GOALS
**a.** Reproduce, word for word, the passage of the volcano cake story that opens with the words containing "I don’t know" and closes with "And so he did.".
**b.** Answer these questions from the volcano cake story:
(i) Who suggested shaping a Rice Crispy treat volcano?
(ii) What did the husband use to form the palm trees?
(iii) What color fondant covered the two sheet cakes?
----- EXCERPT TO READ
Anyone who knows my family could tell you that the prospect of this cake excited my scientist husband more than soon-to-be-six-year-old Eliza.  In fact, when she first requested the cake, he didn’t miss a beat:  “If you can make the cake, I can make it erupt.”  He had the details for our confectionery explosion worked out in no time.  Dropping a few pieces of dry ice inside a test tube and then injecting raspberry Jell-O produces an instant, impressive, and crowd-pleasing eruption.

I wish I could say I figured out how to make the cake itself as easily.   The idea of baking cakes, stacking them, and then carving them into a volcano seemed daunting.  I puzzled over what to do until my friend Val suggested shaping a Rice Crispy treat volcano.  I can’t stand Rice Crispy treats, so this never would have occurred to me, but it didn’t take me long to realize that I had the solution to my volcano problems.

The Rice Crispy-marshmallow combination provided the perfect medium for mountain building.  After getting the shape just right, I shoved a test tube into the mountaintop.   Next I covered two sheet cakes with a base layer of frosting and then covered them with blue fondant.   Atop my sugary sea, I added a layer of sand colored  fondant that would serve as the island from which the volcano rose.   Since volcanoes are generally rough and rugged, I didn’t worry about folds as I covered the rice crispy treat volcano with brown fondant.  After making a hole in the top to uncover the test tube, I added fondant lava, and then set the volcano on top of the prepped sheet cakes.

Technically, we had our volcano cake, but it didn’t look finished to me.  Clearly 3 am delirium had me in its grips as I started forming sea creatures, rocks, and plants for the island and cake  base.  My husband grabbed a bag of pretzels and formed some fantastic palm trees.  One even included a sea gull.

I don’t know if Orca whales hang out in Hawaii, but since they’re regulars here in the San Juan Islands, I couldn’t resist making one for the cake.

Eliza loved her tropical volcano cake, and so did her friends.  After the smoking, molten eruption, we witnessed a birthday party first.  The kids didn’t want us to cut into the cake and serve it to them, they wanted my husband to make it erupt again.  And so he did.

This year’s cake will not erupt.  Let’s hope the kids (and my husband) don’t feel cheated.
----------
----- AVAILABLE DATA
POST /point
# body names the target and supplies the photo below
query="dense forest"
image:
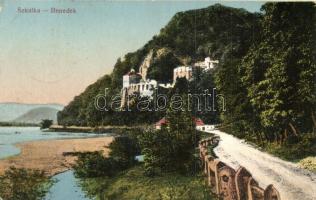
----------
SOLUTIONS FOR EACH TASK
**a.**
I don’t know if Orca whales hang out in Hawaii, but since they’re regulars here in the San Juan Islands, I couldn’t resist making one for the cake.

Eliza loved her tropical volcano cake, and so did her friends.  After the smoking, molten eruption, we witnessed a birthday party first.  The kids didn’t want us to cut into the cake and serve it to them, they wanted my husband to make it erupt again.  And so he did.

**b.**
(i) The narrator's friend Val.
(ii) A bag of pretzels.
(iii) Blue.